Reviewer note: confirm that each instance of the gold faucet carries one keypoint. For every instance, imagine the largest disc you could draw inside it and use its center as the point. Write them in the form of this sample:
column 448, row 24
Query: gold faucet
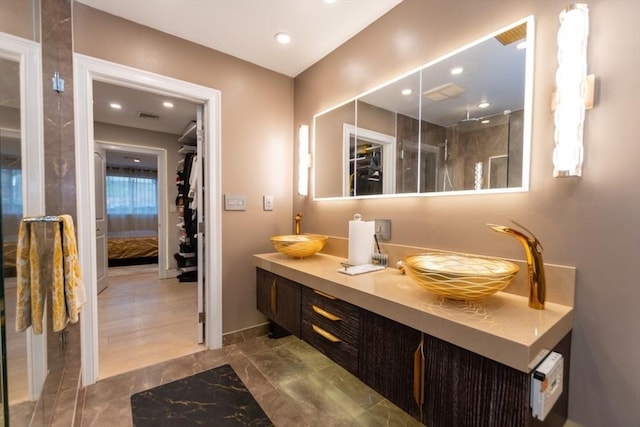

▬▬▬▬▬▬▬▬▬▬

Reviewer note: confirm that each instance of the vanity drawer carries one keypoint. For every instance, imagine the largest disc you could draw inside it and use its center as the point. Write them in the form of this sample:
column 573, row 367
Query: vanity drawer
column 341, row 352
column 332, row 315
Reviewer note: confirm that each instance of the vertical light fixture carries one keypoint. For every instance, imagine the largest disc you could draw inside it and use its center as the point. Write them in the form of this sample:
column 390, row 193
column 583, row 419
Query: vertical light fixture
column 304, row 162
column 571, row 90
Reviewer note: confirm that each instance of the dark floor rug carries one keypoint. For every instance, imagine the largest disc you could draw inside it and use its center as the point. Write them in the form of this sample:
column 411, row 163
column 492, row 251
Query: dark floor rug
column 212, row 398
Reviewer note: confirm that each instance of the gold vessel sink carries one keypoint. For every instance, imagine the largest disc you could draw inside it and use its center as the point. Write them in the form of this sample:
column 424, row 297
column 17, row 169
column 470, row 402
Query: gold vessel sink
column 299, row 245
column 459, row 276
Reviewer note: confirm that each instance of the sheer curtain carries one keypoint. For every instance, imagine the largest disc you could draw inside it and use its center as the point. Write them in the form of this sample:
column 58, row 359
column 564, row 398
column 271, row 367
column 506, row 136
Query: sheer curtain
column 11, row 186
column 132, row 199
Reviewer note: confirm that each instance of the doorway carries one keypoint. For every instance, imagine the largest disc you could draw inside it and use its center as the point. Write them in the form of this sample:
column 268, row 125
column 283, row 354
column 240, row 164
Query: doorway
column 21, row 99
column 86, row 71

▬▬▬▬▬▬▬▬▬▬

Job –
Render everything in the data from the line containing "Reviewer note: confirm that each instance of the gold vessel" down to the line containing "column 86, row 71", both ends included, as a JSON list of strings, one string per line and with blank lines omitted.

Written response –
[
  "Reviewer note: confirm that each instance of the gold vessel sink carries one keypoint. For every instance, imagine the largest disc you could draw inside it and use its center as the point. Write them in the form of this sample:",
  "column 424, row 297",
  "column 17, row 169",
  "column 470, row 402",
  "Query: gold vessel sink",
  "column 299, row 245",
  "column 459, row 276",
  "Reviewer note: confirm that each instance of the sheer curtain carries one keypoint. For every instance, imagine the largest disc you could draw inside it and use its center as the point. Write them in the form of this sample:",
  "column 58, row 359",
  "column 564, row 398",
  "column 271, row 367",
  "column 506, row 136",
  "Query: sheer curtain",
  "column 11, row 186",
  "column 132, row 199",
  "Reviewer note: confirm that each instance of the doorway carries one keypoint. For every instance, imagine the largest disc you could draw inside it and use its center as the point. Write them in the form of this sample:",
  "column 268, row 125",
  "column 283, row 354",
  "column 240, row 164",
  "Query: doorway",
  "column 21, row 99",
  "column 86, row 71"
]